● WHAT TO WORK ON: In the text about The Skeleton Crew, on what date was the book first published?

● SUPPLIED TEXT:
☆ ☆ ☆

The Skeleton Crew: How Amateur Sleuths Are Solving America's Coldest Cases
- Author: Deborah Halber
- Language: English
- Genre: Non-fiction, True crime
- Published: July 2014 (Simon & Schuster)
- Publication place: United States
- Media type: Print (hardcover), eBook, Audiobook
- Pages: 304 pp (first edition)
- ISBN: 9781451657586

= The Skeleton Crew (book) =

2014 true-crime book about internet sleuthing

The Skeleton Crew: How Amateur Sleuths Are Solving America's Coldest Cases is a 2014 non-fiction work that was written by Deborah Halber. It was first published on 1 July 2014 by Simon & Schuster and details the phenomenon of citizens creating and using Internet resources to identify unidentified human remains.

In the book, Halber gives firsthand accounts of her interactions with amateur web sleuths, the background of websites such as the Doe Network and an exploration of the issue of the unidentified in the American medicolegal system. She discusses the history of the science of identification and the use of the Internet for forensic crowdsourcing.

☆ ☆ ☆

● DATA FOR ANALYSIS:
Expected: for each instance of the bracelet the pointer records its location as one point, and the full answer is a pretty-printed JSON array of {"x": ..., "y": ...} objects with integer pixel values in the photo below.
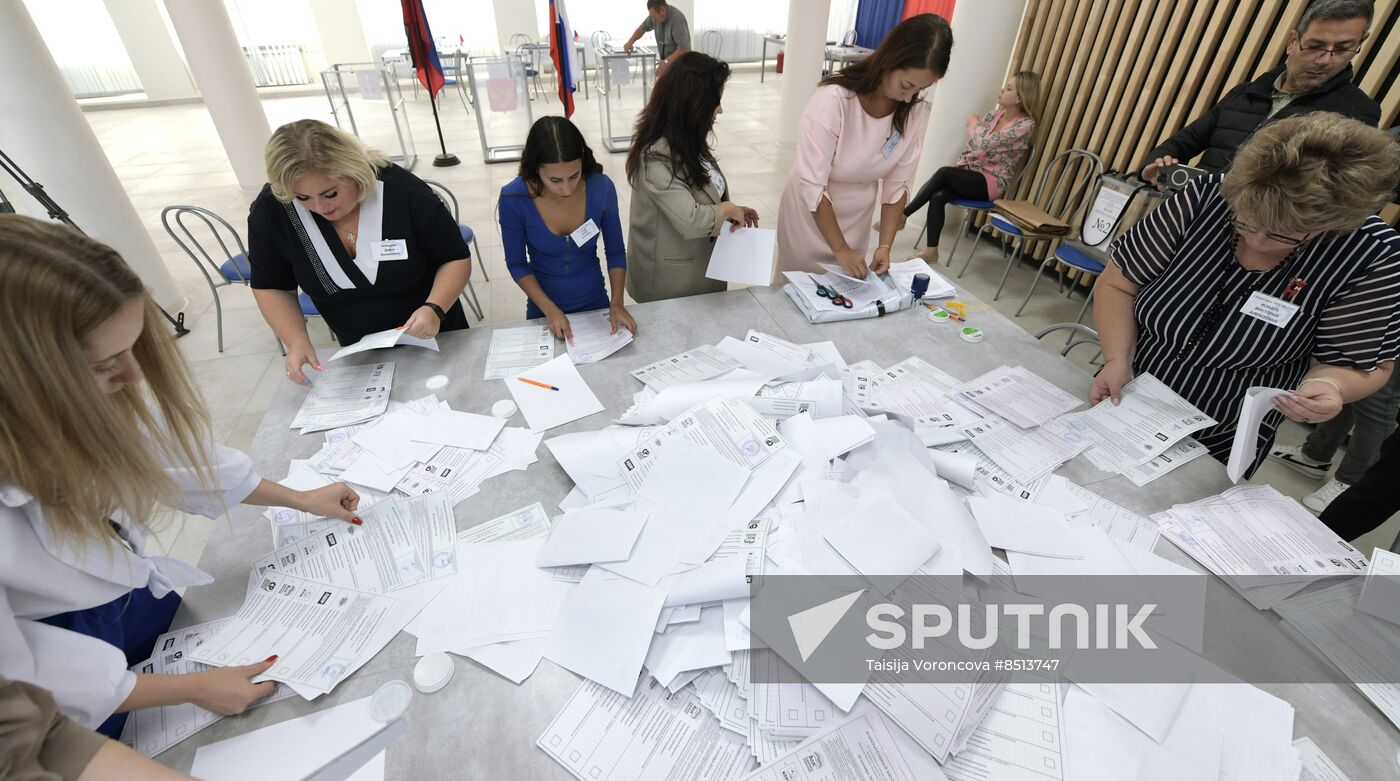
[{"x": 1333, "y": 382}]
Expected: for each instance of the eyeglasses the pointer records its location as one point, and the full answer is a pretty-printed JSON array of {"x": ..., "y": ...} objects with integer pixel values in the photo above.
[
  {"x": 1248, "y": 228},
  {"x": 1316, "y": 52}
]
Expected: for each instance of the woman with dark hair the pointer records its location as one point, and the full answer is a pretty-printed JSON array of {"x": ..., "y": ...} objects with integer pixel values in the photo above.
[
  {"x": 679, "y": 199},
  {"x": 552, "y": 216},
  {"x": 857, "y": 146}
]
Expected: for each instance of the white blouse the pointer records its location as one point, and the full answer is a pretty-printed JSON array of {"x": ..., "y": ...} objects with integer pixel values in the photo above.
[{"x": 41, "y": 577}]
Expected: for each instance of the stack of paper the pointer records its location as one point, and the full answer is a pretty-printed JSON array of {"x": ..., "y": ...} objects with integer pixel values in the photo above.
[{"x": 1260, "y": 542}]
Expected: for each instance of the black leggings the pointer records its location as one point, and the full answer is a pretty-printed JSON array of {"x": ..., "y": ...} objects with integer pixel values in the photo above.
[{"x": 941, "y": 189}]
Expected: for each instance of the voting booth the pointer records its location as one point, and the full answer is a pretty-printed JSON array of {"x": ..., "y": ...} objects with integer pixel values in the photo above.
[
  {"x": 373, "y": 83},
  {"x": 626, "y": 86},
  {"x": 500, "y": 93}
]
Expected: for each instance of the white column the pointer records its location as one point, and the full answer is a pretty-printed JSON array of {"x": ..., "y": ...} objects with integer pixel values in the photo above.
[
  {"x": 517, "y": 16},
  {"x": 223, "y": 77},
  {"x": 805, "y": 49},
  {"x": 342, "y": 35},
  {"x": 984, "y": 35},
  {"x": 56, "y": 147},
  {"x": 151, "y": 51}
]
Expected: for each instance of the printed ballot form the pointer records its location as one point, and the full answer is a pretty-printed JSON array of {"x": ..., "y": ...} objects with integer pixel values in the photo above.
[
  {"x": 402, "y": 543},
  {"x": 345, "y": 396},
  {"x": 602, "y": 735},
  {"x": 513, "y": 350},
  {"x": 321, "y": 633}
]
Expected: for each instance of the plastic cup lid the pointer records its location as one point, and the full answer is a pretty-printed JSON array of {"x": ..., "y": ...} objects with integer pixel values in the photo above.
[
  {"x": 433, "y": 672},
  {"x": 504, "y": 407},
  {"x": 391, "y": 701}
]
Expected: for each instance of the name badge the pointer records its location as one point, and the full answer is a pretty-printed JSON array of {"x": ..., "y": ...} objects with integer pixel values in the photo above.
[
  {"x": 391, "y": 249},
  {"x": 584, "y": 233},
  {"x": 1273, "y": 311},
  {"x": 889, "y": 146}
]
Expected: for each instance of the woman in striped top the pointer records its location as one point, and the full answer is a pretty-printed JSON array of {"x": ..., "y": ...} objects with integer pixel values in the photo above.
[{"x": 1277, "y": 273}]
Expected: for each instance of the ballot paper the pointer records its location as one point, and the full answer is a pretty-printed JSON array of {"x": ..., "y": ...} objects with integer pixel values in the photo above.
[
  {"x": 402, "y": 542},
  {"x": 514, "y": 350},
  {"x": 605, "y": 735},
  {"x": 742, "y": 256},
  {"x": 455, "y": 428},
  {"x": 1024, "y": 455},
  {"x": 860, "y": 748},
  {"x": 902, "y": 276},
  {"x": 1260, "y": 533},
  {"x": 1017, "y": 395},
  {"x": 693, "y": 366},
  {"x": 150, "y": 731},
  {"x": 730, "y": 428},
  {"x": 345, "y": 396},
  {"x": 1019, "y": 739},
  {"x": 605, "y": 629},
  {"x": 1256, "y": 403},
  {"x": 592, "y": 339},
  {"x": 1316, "y": 764},
  {"x": 1150, "y": 419},
  {"x": 339, "y": 742},
  {"x": 319, "y": 633},
  {"x": 545, "y": 409},
  {"x": 385, "y": 339}
]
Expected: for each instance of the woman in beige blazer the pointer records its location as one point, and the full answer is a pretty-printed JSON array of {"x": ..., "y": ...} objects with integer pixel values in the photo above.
[{"x": 679, "y": 199}]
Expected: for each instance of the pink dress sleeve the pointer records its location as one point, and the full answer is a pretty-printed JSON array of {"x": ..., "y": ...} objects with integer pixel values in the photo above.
[
  {"x": 816, "y": 139},
  {"x": 896, "y": 182}
]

☆ ☆ ☆

● EXERCISE ANSWER: 1 July 2014